EXTRAIT DU DOCUMENT.
------------------------------------------------------------
Constructeur métallique établi à Kabendu, dans le département de Vélingara, Ndiack Bâ a amélioré et rendu plus performant le modèle broyeur fourrager que le Programme de productivité agricole en Afrique (Ppaao/Waapp) avait fait venir du Niger pour le diffuser chez les éleveurs.
Il ne faut surtout pas se fier aux apparences, Ndiack Bâ, 35 ans, est loin d’être un rustre. Derrière ses airs ingénus et candides, se cache un artisan de grand talent dont l’ingéniosité est vantée dans toute la région de Kolda, voire au-delà. Il a encore fait honneur à sa bonne réputation mercredi dernier devant la mission d’appui au Programme de productivité agricole en Afrique de l’ouest (Ppao/Waapp), constituée de fonctionnaires de la Banque mondiale, du Ppaao et du Fonds national de développement agro-sylvo-pastoral (Fndaps). Silhouette longiligne, yeux bridés sous un front dégarni, ce constructeur métallique a fabriqué le premier broyeur fourrager du Sénégal sur la base du prototype importé du Niger. Mieux que d’améliorer ce modèle, il l’a réinventé au point de susciter l’admiration de la délégation venue le trouver dans son atelier à Kabendu, dans le département de Vélingara.
« Je pense qu’il faut faire le chemin inverse, amener les Nigériens au Sénégal et leur montrer ce qu’est devenue leur machine pour qu’ils s’en inspirent. C’est fantastique », s’extasie, avec un brin d’humour, un fonctionnaire de la Banque mondiale, originaire du Niger, quand Ndiack Bâ a fini d’exposer, dans un français parfait pour un garçon qui a abandonné les bancs en classe de 4ème, les améliorations qu’il a apportées au modèle nigérien. Mohamed El Mansour Bassoum, ingénieur-agronome en service dans le Bassin de l’Anambé, a l’habitude de travailler avec Ndiack Bâ. Il ne tarit pas d’éloges à l’endroit de l’artisan. « Ndiack est l’auteur de presque toutes les machines agricoles en service dans la zone. Ce qui me frappe chez lui, c’est qu’il est capable de fabriquer tout type de machines qu’on lui présente. Il suffit de lui montrer la photo. Je pense qu’il a un don », déclare-t-il.
Les modifications apportées par Ndiack Bâ à ce broyeur qui fait aussi bien l’aliment de bétail que de la céréale concernent toute la structure externe et interne. Tout d’abord, l’épaisseur de la tôle est passée de 3 cm à 5 cm pour éviter les vibrations qui peuvent causer des cassures à la longue. Ce qui donne, du coup, une allure plus imposante au modèle de Ndiack Bâ. Ensuite, au lieu de deux trémies (dispositif de passage des matières à broyer), celui proposé par l’artisan sénégalais n’est doté que d’une seule équipée d’un mécanisme de levier. Ainsi, les deux options offertes par la machine (broyage fourrage et broyage céréale) peuvent être utilisées de manière plus efficiente. Autre innovation majeure, il a installé un moteur d’une puissance de 24 chevaux là où la machine nigérienne n’était équipée qu’un moteur de 7 chevaux, soit 220 tours par minute au lieu de 160 tours. Cela évite le bourrage du moteur et augmente la production.
------------------------------------------------------------
MATÉRIEL PRÉSENTÉ.
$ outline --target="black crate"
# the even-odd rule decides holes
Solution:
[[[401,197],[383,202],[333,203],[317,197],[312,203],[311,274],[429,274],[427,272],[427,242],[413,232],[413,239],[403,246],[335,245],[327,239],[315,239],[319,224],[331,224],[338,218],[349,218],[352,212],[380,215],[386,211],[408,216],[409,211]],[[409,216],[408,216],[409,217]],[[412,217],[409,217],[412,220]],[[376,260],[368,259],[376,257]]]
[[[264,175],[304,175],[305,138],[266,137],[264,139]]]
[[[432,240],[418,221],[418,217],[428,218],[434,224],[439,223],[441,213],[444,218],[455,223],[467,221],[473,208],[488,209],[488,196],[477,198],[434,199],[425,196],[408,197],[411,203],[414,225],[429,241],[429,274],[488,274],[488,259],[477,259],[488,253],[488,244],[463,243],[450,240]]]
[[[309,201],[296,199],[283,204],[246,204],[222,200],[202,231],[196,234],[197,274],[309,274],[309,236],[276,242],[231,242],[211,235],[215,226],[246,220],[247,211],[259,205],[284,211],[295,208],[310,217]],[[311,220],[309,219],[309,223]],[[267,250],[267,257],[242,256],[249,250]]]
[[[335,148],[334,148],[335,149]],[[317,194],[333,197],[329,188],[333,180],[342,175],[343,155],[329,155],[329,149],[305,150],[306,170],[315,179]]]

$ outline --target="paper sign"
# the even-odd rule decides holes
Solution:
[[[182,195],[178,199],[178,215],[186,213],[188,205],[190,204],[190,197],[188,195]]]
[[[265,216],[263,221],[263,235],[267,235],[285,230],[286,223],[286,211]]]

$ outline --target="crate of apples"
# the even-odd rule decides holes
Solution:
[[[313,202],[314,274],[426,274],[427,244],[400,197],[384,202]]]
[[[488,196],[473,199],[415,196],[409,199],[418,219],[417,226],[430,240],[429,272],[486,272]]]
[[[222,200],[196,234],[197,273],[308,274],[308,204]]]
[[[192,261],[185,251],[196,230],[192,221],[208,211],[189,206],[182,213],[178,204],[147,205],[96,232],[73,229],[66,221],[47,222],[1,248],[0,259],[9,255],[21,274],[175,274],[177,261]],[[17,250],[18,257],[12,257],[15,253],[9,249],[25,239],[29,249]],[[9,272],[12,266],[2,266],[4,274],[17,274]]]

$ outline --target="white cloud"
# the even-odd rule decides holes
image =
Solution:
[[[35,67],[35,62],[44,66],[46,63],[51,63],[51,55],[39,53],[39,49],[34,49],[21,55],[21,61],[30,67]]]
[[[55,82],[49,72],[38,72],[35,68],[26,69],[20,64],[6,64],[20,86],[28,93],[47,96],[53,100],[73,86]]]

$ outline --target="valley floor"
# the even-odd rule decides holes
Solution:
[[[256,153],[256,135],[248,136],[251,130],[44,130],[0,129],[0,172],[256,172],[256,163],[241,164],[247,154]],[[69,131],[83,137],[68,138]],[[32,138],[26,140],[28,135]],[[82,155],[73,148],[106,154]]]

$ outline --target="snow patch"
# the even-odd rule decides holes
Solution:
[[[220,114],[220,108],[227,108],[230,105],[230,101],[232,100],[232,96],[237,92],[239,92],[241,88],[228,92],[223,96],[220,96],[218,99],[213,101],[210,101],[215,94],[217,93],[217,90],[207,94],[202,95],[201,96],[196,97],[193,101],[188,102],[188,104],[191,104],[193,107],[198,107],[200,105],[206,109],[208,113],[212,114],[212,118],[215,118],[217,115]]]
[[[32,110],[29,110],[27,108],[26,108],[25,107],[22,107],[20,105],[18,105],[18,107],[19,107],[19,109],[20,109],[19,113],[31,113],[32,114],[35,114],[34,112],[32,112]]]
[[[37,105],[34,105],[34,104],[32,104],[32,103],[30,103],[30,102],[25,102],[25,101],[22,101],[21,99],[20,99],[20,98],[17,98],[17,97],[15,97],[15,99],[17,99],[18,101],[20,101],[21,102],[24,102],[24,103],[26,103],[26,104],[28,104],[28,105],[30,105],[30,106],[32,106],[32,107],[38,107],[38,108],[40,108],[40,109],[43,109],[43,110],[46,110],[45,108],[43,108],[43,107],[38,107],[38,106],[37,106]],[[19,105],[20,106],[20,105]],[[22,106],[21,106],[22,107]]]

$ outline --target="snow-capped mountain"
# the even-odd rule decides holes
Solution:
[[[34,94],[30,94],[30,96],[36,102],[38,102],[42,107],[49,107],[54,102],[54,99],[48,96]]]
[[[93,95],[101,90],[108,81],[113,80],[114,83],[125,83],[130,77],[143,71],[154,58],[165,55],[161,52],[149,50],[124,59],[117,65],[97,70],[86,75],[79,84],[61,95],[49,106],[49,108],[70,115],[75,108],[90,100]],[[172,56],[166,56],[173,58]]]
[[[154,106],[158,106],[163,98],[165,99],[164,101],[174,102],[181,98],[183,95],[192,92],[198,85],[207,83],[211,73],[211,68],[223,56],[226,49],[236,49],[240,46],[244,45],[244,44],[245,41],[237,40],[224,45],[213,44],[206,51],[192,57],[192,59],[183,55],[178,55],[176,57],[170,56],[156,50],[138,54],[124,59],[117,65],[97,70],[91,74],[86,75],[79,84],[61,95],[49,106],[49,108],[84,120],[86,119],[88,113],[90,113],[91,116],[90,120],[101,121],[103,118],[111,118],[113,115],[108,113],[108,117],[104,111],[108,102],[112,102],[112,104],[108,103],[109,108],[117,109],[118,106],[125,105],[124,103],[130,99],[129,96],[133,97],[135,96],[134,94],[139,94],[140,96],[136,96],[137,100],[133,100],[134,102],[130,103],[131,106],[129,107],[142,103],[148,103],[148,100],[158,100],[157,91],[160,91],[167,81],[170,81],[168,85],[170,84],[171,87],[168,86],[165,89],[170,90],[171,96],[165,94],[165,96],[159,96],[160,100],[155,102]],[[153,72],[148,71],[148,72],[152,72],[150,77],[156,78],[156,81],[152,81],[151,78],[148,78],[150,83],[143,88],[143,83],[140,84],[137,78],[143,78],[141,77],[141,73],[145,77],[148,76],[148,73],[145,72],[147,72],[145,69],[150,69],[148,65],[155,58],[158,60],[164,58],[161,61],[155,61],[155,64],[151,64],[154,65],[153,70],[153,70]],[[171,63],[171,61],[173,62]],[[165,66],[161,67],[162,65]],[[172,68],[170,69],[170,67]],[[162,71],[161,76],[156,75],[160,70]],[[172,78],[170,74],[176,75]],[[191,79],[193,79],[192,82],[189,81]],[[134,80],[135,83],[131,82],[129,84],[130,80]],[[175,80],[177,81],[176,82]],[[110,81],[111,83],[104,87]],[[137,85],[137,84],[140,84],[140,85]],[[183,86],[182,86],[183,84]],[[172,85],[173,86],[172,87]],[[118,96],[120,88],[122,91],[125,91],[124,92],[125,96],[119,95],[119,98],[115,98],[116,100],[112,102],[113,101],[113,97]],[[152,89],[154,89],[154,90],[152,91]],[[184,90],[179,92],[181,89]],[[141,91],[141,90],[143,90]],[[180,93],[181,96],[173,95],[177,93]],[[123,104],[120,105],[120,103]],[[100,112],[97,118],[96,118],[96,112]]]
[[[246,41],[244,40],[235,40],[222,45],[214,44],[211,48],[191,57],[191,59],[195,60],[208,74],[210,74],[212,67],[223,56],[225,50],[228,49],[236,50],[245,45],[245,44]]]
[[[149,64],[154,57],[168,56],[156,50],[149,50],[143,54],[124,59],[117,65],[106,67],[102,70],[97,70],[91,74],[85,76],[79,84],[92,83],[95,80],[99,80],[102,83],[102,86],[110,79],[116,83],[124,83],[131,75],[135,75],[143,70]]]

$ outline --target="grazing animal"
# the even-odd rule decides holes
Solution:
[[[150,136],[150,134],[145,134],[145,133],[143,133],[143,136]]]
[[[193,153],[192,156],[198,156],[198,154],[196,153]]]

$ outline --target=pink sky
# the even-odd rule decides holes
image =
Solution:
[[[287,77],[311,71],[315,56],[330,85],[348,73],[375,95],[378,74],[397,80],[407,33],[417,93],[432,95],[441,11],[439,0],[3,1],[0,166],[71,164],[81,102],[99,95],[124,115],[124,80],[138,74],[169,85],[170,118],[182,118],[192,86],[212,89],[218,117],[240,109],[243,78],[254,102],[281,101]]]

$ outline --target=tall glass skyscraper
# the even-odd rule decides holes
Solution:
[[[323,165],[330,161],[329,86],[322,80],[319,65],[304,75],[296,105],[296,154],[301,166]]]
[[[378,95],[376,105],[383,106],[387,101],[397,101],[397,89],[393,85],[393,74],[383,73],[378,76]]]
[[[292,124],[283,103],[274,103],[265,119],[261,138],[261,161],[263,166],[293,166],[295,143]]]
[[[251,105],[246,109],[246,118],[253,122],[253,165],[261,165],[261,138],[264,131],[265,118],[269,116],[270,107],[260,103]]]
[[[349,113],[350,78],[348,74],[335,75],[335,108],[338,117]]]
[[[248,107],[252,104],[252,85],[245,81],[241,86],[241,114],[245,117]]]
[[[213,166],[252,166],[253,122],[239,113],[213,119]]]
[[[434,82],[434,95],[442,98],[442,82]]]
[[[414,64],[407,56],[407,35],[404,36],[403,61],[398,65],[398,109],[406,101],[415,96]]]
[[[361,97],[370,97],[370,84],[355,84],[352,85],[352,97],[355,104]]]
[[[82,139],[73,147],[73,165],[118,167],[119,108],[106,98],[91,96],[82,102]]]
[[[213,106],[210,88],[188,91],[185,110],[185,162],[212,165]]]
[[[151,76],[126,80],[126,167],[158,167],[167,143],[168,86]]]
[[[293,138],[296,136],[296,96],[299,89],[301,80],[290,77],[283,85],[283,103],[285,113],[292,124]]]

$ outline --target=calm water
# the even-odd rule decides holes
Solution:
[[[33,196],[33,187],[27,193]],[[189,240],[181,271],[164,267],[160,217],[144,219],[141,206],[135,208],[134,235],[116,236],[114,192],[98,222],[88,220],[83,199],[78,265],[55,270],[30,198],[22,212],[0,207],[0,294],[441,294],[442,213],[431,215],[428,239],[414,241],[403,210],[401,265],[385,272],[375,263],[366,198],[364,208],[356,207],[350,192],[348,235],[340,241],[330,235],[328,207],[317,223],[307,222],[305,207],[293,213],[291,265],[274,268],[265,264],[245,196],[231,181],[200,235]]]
------------------------------------------------------------
BUT DE L'EXERCICE.
D'après l'extrait, quelle est la puissance du moteur que Ndiack Bâ a mis sur son broyeur ? Ce matériel ne sert à rien ici.

RÉPONSE.
24 chevaux.